= Problem =
Translate the following sentence from the passage on the Dockerfile into French: "Finally, WORKDIR changes the working directory for the future execution of the application."

= Passage shown =
>> BEGIN

FROM is the first command in the Dockerfile. This defines the source image on which the container is based. Here, the image is biodcker/biodocker which is based on a minimalist image of ubuntu:14.04.3 (see ici for the details about how this image is built and for a more complete example of how a container is built). This image contains all the global dependencies for the BioDocker images. This image structure is useful, not only because it can be reuse but also for updates (update of the operating system for example). A container is built with a filesystem organised in layers to avoid data duplication. Then, the RUN command installs Blast in the container using the package manager conda which is available in the biodcker/biodocker image. Finally, WORKDIR changes the working directory for the future execution of the application. Since BioDocker offers this container image in the public repository of DockerHub, we can avoid the building steps and simply retrieve the container as indicated in the Dockerfile.

>> END

= Provided data =
>> BEGIN

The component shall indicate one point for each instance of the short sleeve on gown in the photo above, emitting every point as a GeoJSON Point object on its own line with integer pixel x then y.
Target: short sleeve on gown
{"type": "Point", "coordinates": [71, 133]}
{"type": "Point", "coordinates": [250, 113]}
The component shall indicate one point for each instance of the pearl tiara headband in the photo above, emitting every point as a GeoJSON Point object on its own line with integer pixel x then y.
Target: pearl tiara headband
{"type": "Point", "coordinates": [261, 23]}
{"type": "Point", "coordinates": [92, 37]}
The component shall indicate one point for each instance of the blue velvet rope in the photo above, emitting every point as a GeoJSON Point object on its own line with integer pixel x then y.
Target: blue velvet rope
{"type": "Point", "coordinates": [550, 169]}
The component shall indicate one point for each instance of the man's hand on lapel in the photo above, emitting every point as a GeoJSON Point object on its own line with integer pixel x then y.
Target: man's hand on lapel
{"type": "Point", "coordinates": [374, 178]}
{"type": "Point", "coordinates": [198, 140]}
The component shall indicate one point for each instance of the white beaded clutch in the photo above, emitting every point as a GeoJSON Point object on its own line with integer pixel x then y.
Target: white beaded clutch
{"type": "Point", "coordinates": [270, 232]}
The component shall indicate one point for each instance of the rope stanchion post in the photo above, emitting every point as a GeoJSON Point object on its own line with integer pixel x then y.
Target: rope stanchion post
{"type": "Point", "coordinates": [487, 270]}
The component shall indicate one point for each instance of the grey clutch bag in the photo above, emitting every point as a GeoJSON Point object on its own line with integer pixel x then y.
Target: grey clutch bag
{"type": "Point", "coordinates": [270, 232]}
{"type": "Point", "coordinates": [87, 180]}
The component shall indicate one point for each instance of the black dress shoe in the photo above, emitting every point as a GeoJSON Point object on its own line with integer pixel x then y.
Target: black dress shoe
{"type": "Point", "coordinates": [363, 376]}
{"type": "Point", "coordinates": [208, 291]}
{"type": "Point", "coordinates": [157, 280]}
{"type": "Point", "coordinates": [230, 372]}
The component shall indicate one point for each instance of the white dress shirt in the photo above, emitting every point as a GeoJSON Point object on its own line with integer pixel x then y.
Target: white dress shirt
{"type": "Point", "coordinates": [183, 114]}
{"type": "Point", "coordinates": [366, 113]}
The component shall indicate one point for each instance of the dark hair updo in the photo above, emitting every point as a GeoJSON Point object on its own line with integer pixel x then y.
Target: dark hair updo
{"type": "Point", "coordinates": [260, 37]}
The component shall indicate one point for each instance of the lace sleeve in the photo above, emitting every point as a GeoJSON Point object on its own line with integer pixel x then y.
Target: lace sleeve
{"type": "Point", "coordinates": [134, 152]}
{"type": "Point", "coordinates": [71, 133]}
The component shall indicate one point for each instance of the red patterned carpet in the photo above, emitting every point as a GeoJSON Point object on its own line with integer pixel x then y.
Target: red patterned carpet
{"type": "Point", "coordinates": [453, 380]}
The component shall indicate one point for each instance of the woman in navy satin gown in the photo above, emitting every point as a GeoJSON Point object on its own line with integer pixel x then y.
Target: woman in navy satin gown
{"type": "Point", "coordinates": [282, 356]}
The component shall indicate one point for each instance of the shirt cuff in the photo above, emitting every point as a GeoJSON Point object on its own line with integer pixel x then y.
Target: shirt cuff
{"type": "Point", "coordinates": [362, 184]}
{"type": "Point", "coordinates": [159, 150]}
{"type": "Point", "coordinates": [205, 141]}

>> END

= Written reply =
Enfin, WORKDIR modifie le répertoire de travail pour l'exécution future de l'application.